**What the task asks:** Skip the pictures. Repeat everything else in the records word for word.

**Material:**
-- start --
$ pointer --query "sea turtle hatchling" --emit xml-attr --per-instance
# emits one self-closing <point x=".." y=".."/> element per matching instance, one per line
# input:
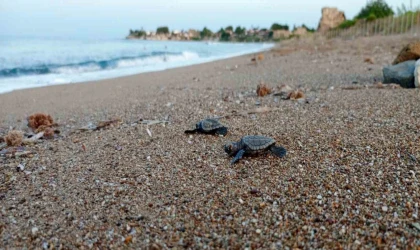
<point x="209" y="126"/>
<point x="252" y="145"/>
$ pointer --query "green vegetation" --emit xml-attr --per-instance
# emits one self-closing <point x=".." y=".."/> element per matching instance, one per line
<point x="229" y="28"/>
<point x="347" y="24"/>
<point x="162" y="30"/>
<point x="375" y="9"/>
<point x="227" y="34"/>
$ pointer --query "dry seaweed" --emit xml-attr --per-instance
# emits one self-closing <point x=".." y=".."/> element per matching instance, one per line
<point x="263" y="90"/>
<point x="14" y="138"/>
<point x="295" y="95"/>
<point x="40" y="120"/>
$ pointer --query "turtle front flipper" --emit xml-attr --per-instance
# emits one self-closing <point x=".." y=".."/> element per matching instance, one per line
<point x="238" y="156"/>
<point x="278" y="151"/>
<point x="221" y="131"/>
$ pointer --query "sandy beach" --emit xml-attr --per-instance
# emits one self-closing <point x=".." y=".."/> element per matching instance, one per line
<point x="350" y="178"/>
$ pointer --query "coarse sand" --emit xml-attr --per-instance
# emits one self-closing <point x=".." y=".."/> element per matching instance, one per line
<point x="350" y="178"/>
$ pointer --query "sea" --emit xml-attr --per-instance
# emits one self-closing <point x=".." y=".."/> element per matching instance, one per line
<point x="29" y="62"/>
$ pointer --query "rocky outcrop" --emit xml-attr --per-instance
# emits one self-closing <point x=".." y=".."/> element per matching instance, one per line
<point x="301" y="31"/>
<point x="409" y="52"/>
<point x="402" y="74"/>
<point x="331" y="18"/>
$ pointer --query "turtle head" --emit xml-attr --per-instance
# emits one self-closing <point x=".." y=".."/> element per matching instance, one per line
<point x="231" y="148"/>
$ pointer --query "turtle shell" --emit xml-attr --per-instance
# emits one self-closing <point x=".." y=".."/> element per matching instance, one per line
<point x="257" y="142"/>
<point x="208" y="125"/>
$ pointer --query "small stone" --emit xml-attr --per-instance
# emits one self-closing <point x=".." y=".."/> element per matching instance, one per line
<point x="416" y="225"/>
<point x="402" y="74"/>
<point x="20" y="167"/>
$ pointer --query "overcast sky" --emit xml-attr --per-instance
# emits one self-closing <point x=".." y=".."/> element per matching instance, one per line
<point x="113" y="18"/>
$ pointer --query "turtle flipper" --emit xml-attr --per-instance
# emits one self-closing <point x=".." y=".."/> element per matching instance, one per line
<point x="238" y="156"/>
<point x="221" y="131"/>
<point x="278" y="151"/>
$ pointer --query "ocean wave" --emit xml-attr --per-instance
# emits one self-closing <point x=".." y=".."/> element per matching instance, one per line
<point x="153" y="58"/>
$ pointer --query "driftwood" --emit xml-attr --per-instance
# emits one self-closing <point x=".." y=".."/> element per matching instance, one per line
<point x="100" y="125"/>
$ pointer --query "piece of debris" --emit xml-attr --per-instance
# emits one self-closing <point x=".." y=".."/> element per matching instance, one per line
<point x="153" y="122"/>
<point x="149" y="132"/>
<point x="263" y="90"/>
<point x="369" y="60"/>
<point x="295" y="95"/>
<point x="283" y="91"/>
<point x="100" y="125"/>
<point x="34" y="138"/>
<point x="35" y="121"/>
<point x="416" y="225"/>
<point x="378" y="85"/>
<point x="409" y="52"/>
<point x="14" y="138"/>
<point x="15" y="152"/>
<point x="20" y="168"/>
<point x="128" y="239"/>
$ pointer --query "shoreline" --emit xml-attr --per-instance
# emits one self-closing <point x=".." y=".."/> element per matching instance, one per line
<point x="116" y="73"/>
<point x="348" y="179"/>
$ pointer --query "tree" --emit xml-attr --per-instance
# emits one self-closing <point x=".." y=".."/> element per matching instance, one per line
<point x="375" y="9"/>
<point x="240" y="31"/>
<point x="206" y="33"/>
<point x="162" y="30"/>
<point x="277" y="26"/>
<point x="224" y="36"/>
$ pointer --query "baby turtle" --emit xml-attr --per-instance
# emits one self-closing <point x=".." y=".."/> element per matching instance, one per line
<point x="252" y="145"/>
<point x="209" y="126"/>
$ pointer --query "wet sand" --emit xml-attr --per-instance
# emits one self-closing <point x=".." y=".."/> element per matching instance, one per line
-- end --
**Right answer:**
$ pointer --query "sea turtle hatchling" --emit xml-attr --per-instance
# emits one self-closing <point x=".." y=".."/> element per matching instance, one per line
# input:
<point x="209" y="126"/>
<point x="252" y="145"/>
$ pointer --query "green vegetation" --emit xml-attr --per-instance
# emits one self-closing <point x=".." y=".."/> element per matching instance, one per line
<point x="229" y="28"/>
<point x="347" y="24"/>
<point x="162" y="30"/>
<point x="375" y="9"/>
<point x="227" y="34"/>
$ pointer --query "dry seaweed" --emit xml-attr --per-instance
# emits one self-closing <point x=".." y=".."/> element per matching instance, one per line
<point x="263" y="90"/>
<point x="14" y="138"/>
<point x="295" y="95"/>
<point x="40" y="120"/>
$ pointer --query "turtle front flipper" --emit xml-attr --per-instance
# emits one self-closing <point x=".." y=".."/> element per matching instance, one per line
<point x="238" y="156"/>
<point x="278" y="151"/>
<point x="221" y="131"/>
$ pointer --query "sandy beach" --emit xml-attr --per-instance
# emits one self-closing <point x=".." y=".."/> element per matching instance, one per line
<point x="350" y="178"/>
$ pointer --query "coarse sand" --emit xml-attr --per-instance
# emits one self-closing <point x=".." y=".."/> element per matching instance, one per line
<point x="350" y="178"/>
$ pointer --query "sea" --emit xml-attr --per-instance
# emits one self-closing <point x=".." y=".."/> element per matching instance, one per line
<point x="29" y="62"/>
$ pointer --query "rocky outcrop" --emit xml-attr --per-instance
# emits one self-closing <point x=".." y=".."/> element per matching instance, one per line
<point x="301" y="31"/>
<point x="409" y="52"/>
<point x="402" y="74"/>
<point x="331" y="18"/>
$ pointer --query "turtle head" --emit xml-attr --per-instance
# emits one self-closing <point x=".." y=".."/> element per matching instance, one per line
<point x="231" y="148"/>
$ pointer --query "turtle shell" --emit xml-attr --per-instance
# emits one self-closing <point x=".." y=".."/> element per matching instance, one per line
<point x="257" y="142"/>
<point x="208" y="125"/>
$ pointer --query "small stone" --emit xml-attr --per-instance
# emits one self-closing <point x=".." y=".."/> element per matching instance, one per line
<point x="416" y="225"/>
<point x="402" y="74"/>
<point x="20" y="167"/>
$ pointer --query "overcast sky" --emit xml-attr --per-instance
# emits one self-closing <point x=".." y=".."/> element per matching instance, one per line
<point x="113" y="18"/>
$ pointer --query "turtle flipper" --emit xml-attr --per-instance
# emits one self-closing <point x=".." y=".."/> element per matching instance, one per line
<point x="238" y="156"/>
<point x="221" y="131"/>
<point x="278" y="151"/>
$ pointer --query "ocean wave" --emit xml-attr --per-instance
# emits one self-closing <point x=".." y=".."/> element per matching instance, one per line
<point x="153" y="58"/>
$ pointer --query "driftwood" --emit xml-attr --per-instance
# emits one self-closing <point x=".." y=".."/> element per matching instance, one per line
<point x="100" y="125"/>
$ pointer --query "piece of debris" --emit xml-attr --per-instance
# emits one self-closing <point x=".." y=".."/> element per matching instance, one per line
<point x="153" y="122"/>
<point x="149" y="132"/>
<point x="263" y="90"/>
<point x="369" y="60"/>
<point x="295" y="95"/>
<point x="283" y="91"/>
<point x="100" y="125"/>
<point x="34" y="138"/>
<point x="35" y="121"/>
<point x="416" y="225"/>
<point x="378" y="85"/>
<point x="409" y="52"/>
<point x="14" y="138"/>
<point x="15" y="152"/>
<point x="20" y="168"/>
<point x="128" y="239"/>
$ pointer --query "shoreline" --emit xml-attr --per-instance
# emits one self-closing <point x=".." y=".."/> element per matching instance, one per line
<point x="116" y="73"/>
<point x="348" y="179"/>
$ pointer --query "tree" --emit xml-attr --per-instance
# emits one self-closing <point x=".." y=".."/> element per matching instance, one per line
<point x="375" y="9"/>
<point x="240" y="31"/>
<point x="206" y="33"/>
<point x="162" y="30"/>
<point x="277" y="26"/>
<point x="224" y="36"/>
$ pointer --query "baby turtle" --emit xml-attr --per-instance
# emits one self-closing <point x=".." y=".."/> element per matching instance, one per line
<point x="252" y="145"/>
<point x="209" y="126"/>
$ pointer --query "wet sand" --emit xml-attr --per-instance
# emits one self-closing <point x=".." y=".."/> element per matching instance, one per line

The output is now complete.